Set out the lines of the data below as a numbered list, skipping any blank lines and leaving the pictures out.

- - - - -

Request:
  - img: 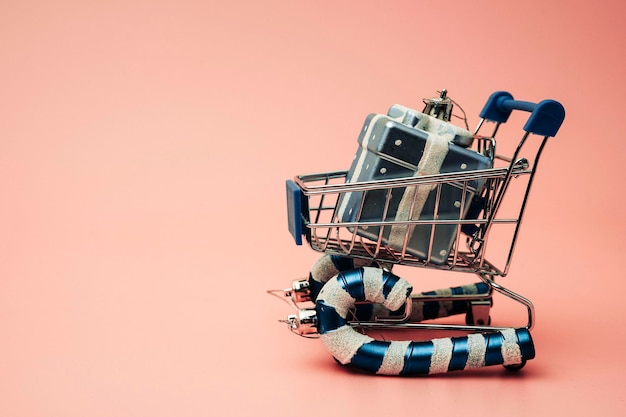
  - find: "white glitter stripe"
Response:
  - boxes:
[363,268,385,304]
[465,333,487,369]
[320,325,374,365]
[500,329,522,365]
[428,337,454,375]
[317,279,356,319]
[377,341,411,375]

- - - - -

# Finished exercise
1. Request:
2.   - img: 
3.   - find: "white glitter stripe"
4. Response:
5.   - boxes:
6. [363,268,385,304]
7. [465,333,487,369]
8. [320,325,374,365]
9. [500,329,522,365]
10. [428,337,454,375]
11. [317,279,356,319]
12. [377,341,411,375]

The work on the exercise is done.